### [EXERCISE INSTRUCTIONS]
Write out exactly, and only, the lines from the one containing "Every instance of the leafy tree" through the last line of the listing below.

*** Begin section ***

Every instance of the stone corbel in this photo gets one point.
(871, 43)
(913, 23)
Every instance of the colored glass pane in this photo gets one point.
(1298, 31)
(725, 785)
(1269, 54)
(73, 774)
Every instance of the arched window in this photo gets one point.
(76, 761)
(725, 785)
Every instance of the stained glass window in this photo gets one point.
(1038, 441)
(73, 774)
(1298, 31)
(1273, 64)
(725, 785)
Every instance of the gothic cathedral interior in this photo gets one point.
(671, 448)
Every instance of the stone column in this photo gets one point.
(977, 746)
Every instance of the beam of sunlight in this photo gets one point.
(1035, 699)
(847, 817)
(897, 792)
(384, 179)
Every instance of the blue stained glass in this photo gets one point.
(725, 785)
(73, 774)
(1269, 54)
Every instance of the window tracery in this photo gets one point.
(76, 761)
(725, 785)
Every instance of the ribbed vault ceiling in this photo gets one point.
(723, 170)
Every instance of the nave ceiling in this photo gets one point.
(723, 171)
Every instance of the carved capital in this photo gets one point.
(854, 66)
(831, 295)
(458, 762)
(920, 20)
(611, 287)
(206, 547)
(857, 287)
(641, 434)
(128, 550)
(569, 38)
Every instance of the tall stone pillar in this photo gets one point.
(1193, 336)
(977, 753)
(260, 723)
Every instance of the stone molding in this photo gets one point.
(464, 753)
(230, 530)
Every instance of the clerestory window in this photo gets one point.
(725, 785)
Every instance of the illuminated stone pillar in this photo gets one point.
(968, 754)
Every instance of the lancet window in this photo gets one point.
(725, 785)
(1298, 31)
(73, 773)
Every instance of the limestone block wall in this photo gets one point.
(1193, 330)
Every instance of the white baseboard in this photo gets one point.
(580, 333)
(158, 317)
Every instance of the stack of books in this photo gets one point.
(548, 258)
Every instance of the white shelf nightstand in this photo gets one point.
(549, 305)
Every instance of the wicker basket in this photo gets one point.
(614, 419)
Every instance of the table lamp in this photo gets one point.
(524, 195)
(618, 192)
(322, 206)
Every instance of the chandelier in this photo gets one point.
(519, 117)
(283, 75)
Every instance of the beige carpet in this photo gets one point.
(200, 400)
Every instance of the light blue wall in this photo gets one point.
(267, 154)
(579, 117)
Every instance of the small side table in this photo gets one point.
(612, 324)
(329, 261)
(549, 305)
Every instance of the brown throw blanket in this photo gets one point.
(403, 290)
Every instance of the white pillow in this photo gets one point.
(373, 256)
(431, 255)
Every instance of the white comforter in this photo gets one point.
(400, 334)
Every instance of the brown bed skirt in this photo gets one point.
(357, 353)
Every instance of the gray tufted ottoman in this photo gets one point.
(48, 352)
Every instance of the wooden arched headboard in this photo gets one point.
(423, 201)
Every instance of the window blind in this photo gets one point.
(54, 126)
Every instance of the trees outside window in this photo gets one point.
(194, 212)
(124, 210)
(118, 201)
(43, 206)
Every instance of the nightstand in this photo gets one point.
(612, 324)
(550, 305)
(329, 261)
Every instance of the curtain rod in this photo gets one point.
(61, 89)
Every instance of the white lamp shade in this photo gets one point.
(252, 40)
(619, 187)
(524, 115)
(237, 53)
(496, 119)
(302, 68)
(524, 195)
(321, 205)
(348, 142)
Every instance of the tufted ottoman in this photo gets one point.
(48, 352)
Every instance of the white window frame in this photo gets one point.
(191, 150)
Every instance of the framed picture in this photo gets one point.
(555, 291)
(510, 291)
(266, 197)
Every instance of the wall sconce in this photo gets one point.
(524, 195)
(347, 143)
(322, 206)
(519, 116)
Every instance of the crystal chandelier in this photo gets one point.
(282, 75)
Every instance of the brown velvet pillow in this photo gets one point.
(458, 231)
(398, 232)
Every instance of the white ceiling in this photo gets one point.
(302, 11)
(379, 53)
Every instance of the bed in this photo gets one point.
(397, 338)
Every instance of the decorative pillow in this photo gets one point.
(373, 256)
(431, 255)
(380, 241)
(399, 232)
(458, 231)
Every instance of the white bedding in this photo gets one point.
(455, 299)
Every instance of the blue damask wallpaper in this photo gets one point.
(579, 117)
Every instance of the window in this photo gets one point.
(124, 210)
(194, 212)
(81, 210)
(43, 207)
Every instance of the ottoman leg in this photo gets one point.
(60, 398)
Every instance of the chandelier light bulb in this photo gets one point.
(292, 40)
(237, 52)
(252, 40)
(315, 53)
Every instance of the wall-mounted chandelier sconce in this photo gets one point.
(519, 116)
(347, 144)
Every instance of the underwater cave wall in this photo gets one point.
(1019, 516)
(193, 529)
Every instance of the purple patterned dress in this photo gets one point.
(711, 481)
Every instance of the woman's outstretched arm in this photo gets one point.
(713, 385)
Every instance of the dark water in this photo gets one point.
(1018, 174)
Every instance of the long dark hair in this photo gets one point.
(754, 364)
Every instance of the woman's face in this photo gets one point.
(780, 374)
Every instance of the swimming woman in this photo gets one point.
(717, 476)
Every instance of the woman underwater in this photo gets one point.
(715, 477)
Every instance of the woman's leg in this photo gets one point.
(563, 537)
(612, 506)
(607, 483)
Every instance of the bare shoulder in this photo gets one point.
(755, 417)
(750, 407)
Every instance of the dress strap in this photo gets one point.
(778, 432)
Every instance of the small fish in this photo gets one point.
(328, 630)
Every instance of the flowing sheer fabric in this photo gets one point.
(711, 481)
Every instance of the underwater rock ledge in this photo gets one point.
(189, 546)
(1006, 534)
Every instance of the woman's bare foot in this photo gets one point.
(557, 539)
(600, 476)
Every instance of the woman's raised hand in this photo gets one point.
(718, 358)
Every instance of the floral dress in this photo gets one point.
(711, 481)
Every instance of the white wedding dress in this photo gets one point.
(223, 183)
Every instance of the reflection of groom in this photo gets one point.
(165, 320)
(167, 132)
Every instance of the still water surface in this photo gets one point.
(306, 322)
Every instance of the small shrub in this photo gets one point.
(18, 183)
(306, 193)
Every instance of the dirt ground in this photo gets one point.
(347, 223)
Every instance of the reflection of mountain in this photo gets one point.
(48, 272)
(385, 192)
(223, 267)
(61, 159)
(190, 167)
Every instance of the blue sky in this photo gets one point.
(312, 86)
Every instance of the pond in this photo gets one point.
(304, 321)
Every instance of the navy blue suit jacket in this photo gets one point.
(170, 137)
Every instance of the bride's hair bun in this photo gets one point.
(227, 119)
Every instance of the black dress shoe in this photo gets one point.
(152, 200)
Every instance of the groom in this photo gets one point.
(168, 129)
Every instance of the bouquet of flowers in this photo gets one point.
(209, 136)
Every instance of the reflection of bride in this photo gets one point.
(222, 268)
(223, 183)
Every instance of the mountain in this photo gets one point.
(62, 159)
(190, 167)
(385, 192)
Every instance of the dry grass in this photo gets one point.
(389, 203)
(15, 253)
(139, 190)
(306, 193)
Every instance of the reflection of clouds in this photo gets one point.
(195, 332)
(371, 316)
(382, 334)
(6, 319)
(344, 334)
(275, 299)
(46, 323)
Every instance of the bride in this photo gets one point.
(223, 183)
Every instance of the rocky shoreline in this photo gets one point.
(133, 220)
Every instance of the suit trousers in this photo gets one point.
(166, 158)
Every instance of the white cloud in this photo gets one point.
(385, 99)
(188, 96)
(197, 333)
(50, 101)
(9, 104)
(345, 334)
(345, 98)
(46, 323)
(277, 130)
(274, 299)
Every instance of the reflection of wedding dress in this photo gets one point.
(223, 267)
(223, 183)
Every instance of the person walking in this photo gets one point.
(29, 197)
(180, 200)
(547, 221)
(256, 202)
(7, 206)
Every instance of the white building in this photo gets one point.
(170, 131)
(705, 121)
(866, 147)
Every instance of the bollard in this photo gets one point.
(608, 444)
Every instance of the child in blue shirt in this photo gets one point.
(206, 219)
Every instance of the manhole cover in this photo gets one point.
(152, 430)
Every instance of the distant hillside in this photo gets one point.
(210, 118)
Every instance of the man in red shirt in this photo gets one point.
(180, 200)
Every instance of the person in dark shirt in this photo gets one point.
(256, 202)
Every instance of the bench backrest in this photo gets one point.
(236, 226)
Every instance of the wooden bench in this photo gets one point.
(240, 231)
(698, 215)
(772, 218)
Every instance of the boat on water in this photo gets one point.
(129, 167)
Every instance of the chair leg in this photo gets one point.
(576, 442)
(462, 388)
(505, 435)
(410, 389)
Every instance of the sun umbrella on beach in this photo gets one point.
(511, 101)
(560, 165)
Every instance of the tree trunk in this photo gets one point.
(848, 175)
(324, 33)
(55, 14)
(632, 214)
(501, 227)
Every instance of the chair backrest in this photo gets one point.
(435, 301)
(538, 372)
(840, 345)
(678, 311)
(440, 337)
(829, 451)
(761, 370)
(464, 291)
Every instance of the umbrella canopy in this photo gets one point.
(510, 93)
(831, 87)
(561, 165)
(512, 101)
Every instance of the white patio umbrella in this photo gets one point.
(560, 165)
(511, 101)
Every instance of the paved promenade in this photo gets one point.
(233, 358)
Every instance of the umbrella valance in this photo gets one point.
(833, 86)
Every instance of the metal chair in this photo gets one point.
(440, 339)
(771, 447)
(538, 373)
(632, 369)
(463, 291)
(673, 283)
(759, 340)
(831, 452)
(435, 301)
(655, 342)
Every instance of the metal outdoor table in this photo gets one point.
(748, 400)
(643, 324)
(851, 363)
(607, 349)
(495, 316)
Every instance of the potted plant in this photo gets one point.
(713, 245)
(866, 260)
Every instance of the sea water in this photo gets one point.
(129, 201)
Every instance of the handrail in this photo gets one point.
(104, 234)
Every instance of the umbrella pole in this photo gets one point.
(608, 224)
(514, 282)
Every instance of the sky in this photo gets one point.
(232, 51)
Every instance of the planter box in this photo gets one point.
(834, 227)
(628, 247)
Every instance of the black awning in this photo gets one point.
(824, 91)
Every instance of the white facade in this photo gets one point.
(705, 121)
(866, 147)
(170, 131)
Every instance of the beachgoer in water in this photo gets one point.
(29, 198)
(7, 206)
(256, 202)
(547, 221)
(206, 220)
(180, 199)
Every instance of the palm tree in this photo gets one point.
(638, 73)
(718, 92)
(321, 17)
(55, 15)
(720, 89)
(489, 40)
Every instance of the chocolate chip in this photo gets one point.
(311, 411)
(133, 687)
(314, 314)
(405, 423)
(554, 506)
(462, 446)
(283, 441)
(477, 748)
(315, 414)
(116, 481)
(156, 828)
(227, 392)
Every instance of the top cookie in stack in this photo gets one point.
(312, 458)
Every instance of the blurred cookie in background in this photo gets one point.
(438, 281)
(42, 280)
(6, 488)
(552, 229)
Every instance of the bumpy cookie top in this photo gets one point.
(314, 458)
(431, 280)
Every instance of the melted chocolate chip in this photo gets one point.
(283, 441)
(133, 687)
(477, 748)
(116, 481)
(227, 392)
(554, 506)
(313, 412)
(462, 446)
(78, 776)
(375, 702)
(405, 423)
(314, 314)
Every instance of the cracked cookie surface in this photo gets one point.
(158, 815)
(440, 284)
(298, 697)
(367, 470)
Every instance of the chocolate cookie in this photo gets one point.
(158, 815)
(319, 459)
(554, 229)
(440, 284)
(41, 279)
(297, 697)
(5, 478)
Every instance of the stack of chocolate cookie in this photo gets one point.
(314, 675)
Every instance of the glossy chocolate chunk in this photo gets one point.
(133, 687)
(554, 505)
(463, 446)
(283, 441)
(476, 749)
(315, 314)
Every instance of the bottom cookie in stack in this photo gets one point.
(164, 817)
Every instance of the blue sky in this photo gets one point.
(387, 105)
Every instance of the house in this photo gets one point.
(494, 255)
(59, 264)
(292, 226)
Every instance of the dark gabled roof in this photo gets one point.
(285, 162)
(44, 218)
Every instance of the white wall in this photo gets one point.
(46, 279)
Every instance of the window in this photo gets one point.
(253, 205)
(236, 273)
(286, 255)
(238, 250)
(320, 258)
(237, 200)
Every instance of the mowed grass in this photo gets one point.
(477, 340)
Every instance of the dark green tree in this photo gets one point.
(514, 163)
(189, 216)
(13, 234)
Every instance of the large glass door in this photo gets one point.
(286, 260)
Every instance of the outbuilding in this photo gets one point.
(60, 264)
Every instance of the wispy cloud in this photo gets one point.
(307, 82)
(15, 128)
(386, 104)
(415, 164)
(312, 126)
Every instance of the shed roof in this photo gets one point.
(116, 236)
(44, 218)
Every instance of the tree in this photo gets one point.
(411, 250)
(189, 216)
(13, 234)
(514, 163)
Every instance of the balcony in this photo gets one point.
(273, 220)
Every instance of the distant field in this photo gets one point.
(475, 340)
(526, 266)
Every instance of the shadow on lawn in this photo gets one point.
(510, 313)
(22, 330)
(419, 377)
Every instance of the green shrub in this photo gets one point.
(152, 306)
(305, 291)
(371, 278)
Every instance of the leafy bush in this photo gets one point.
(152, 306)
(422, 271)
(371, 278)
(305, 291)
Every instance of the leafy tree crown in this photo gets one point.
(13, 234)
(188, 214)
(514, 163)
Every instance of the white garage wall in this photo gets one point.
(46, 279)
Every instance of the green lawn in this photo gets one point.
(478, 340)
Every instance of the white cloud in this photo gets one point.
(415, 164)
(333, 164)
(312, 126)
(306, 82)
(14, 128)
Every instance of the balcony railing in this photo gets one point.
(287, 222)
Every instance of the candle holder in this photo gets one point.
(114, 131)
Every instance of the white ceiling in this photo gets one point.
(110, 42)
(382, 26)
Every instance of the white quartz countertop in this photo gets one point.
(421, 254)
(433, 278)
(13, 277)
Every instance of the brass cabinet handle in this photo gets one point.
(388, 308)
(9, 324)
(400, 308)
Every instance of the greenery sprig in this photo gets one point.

*** End section ***

### [EXERCISE ANSWER]
Every instance of the leafy tree crown in this photo gets one point.
(13, 234)
(188, 214)
(514, 163)
Every instance of the white garage wall in this photo gets one point.
(46, 279)
Every instance of the green lawn in this photo gets one point.
(478, 340)
Every instance of the white cloud in this photo gets one point.
(415, 164)
(333, 164)
(312, 126)
(306, 82)
(14, 128)
Every instance of the balcony railing in this photo gets one point.
(287, 222)
Every instance of the candle holder in this photo gets one point.
(114, 131)
Every instance of the white ceiling in this photo gets one point.
(110, 42)
(382, 26)
Every instance of the white quartz countertop in this photo gets one point.
(421, 254)
(433, 278)
(13, 277)
Every instance of the brass cabinet handle in this photo gets one point.
(388, 308)
(9, 324)
(400, 308)
Every instance of the greenery sprig in this photo gets one point.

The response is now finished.